(begin)
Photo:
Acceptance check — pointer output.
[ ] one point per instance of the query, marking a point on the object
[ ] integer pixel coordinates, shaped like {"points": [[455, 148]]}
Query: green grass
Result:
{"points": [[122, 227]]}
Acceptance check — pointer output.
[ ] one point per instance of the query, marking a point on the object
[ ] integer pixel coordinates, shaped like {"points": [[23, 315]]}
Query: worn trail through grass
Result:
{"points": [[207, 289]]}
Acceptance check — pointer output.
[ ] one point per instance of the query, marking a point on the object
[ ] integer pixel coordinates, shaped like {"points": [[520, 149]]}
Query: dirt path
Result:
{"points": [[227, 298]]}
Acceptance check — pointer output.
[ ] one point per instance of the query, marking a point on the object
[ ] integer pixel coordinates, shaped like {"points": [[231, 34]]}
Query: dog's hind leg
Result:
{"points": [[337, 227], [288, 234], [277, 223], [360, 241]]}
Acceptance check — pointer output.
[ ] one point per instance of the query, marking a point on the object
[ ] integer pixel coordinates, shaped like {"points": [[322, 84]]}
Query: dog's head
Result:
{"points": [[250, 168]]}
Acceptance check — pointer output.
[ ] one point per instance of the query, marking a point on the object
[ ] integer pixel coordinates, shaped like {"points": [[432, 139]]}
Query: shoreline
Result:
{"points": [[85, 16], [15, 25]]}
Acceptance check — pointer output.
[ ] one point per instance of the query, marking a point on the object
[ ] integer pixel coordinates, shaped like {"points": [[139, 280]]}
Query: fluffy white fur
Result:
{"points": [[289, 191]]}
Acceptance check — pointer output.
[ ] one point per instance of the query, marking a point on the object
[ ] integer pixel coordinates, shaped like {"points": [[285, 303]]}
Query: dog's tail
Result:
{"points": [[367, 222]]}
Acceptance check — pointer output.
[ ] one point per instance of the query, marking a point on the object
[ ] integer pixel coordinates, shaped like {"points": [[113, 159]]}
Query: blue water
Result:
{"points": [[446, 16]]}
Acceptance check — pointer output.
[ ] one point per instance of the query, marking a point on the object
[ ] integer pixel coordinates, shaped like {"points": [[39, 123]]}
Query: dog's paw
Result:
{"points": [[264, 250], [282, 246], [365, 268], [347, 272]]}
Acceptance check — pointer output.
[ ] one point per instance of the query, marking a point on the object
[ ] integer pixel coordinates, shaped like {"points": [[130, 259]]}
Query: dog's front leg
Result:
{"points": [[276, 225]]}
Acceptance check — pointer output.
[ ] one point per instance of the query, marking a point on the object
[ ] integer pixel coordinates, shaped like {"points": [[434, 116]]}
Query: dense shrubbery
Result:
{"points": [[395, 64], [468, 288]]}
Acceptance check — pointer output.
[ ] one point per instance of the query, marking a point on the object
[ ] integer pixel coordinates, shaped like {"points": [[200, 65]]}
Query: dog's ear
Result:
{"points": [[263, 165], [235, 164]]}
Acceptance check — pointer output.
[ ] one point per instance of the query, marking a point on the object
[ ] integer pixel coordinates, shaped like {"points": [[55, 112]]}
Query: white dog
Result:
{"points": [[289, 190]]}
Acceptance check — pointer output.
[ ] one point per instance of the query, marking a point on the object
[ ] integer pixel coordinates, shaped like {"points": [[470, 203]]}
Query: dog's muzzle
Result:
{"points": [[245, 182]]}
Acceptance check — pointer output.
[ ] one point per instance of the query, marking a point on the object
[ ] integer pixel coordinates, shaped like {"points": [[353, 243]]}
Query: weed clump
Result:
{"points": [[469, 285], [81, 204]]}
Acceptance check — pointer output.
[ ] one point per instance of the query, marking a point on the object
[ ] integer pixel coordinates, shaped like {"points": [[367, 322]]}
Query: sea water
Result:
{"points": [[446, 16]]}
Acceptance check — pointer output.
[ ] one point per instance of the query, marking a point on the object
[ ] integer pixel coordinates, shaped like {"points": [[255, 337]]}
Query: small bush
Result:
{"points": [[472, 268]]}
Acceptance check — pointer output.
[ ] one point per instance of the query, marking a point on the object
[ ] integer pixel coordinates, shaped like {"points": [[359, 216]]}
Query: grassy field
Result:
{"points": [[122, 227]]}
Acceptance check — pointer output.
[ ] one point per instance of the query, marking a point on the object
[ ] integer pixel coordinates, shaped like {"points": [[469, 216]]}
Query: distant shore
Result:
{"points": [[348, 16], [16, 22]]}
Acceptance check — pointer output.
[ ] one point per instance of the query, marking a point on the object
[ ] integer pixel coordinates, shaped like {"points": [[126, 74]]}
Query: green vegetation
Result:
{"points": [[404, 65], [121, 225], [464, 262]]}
(end)
• Task details:
Using the listing above, please repeat every entry exactly.

• Finished exercise:
Photo:
Acceptance check — pointer output.
[ ] one point per instance of the query, marking a point on the object
[ ] integer pixel coordinates, shaped like {"points": [[455, 148]]}
Query: green grass
Result:
{"points": [[122, 227]]}
Acceptance check — pointer output.
[ ] one point per instance of the query, marking a point on the object
[ ] integer pixel coordinates, shaped like {"points": [[23, 315]]}
Query: worn trail through grass
Result:
{"points": [[207, 289]]}
Acceptance check — pointer output.
[ ] one point per instance of the query, marking a point on the object
[ ] integer pixel coordinates, shaped like {"points": [[520, 149]]}
Query: dirt path
Result:
{"points": [[227, 298]]}
Acceptance check — pointer output.
[ ] one point per instance of the query, marking a point on the object
[ ] integer pixel coordinates, shaped like {"points": [[231, 34]]}
Query: dog's hind leg
Result:
{"points": [[337, 227], [288, 234], [277, 223], [360, 241]]}
Acceptance check — pointer output.
[ ] one point per instance of the query, marking a point on the object
[ ] integer pixel coordinates, shaped like {"points": [[322, 84]]}
Query: dog's head
Result:
{"points": [[250, 168]]}
Acceptance check — pointer output.
[ ] one point per instance of the query, marking a point on the object
[ ] integer pixel coordinates, shaped like {"points": [[432, 139]]}
Query: shoreline
Result:
{"points": [[85, 16], [15, 25]]}
Acceptance check — pointer output.
[ ] one point per instance of the query, marking a point on the object
[ ] integer pixel coordinates, shaped like {"points": [[139, 280]]}
Query: fluffy white fur
Result:
{"points": [[289, 191]]}
Acceptance check — pointer output.
[ ] one point per instance of the query, marking a point on the object
[ ] integer pixel coordinates, shaped like {"points": [[285, 303]]}
Query: dog's tail
Result:
{"points": [[367, 222]]}
Acceptance check — pointer output.
[ ] one point per instance of the query, marking a point on the object
[ ] integer pixel coordinates, shaped like {"points": [[113, 159]]}
Query: blue water
Result:
{"points": [[446, 16]]}
Acceptance check — pointer output.
[ ] one point per instance of the query, marking a point on the object
[ ] integer pixel coordinates, shaped like {"points": [[39, 123]]}
Query: dog's paw
Result:
{"points": [[264, 250], [282, 246], [365, 268], [347, 272]]}
Acceptance check — pointer output.
[ ] one point per instance of the query, marking a point on the object
[ ] integer pixel coordinates, shaped like {"points": [[130, 259]]}
Query: dog's front leg
Result:
{"points": [[276, 225]]}
Acceptance check — pointer output.
[ ] one point per instance of the query, marking a point on the object
[ ] integer pixel coordinates, shaped like {"points": [[434, 116]]}
Query: dense shrubbery
Result:
{"points": [[395, 64], [468, 288]]}
Acceptance check — pointer output.
[ ] one point per instance of the query, marking a point on the object
[ ] integer pixel coordinates, shaped like {"points": [[200, 65]]}
Query: dog's ear
Result:
{"points": [[263, 165], [235, 164]]}
Acceptance check — pointer output.
[ ] one point per instance of the query, marking a point on the object
[ ] integer pixel coordinates, shaped like {"points": [[55, 112]]}
Query: white dog
Result:
{"points": [[289, 190]]}
Acceptance check — pointer output.
[ ] one point per instance of the query, marking a point on the object
[ ] integer pixel coordinates, shaped like {"points": [[470, 203]]}
Query: dog's muzzle
Result:
{"points": [[245, 182]]}
Acceptance check — pointer output.
[ ] one point per instance of the query, marking a point on the object
[ ] integer pixel coordinates, shaped like {"points": [[353, 243]]}
Query: weed clump
Result:
{"points": [[469, 285], [81, 204]]}
Acceptance check — pointer output.
[ ] one point per instance of the query, marking a point on the object
[ ] integer pixel coordinates, shaped like {"points": [[367, 322]]}
Query: sea water
Result:
{"points": [[446, 16]]}
Acceptance check — pointer output.
[ ] one point per instance of the query, marking a point on the object
[ ] integer pixel coordinates, shaped like {"points": [[255, 337]]}
Query: small bush
Result:
{"points": [[472, 268]]}
Acceptance check — pointer output.
[ ] one point per instance of the query, marking a point on the object
[ ] integer pixel coordinates, shaped like {"points": [[359, 216]]}
Query: grassy field
Result:
{"points": [[122, 227]]}
Acceptance check — pointer output.
[ ] one point per instance of the query, marking a point on the object
[ ] integer pixel coordinates, shaped like {"points": [[469, 216]]}
Query: distant shore
Result:
{"points": [[348, 16], [16, 22]]}
Acceptance check — pointer output.
[ ] one point per instance of the query, marking a point on the object
[ ] integer pixel coordinates, shaped like {"points": [[126, 74]]}
Query: green vegetation
Result:
{"points": [[404, 65], [121, 225], [464, 262]]}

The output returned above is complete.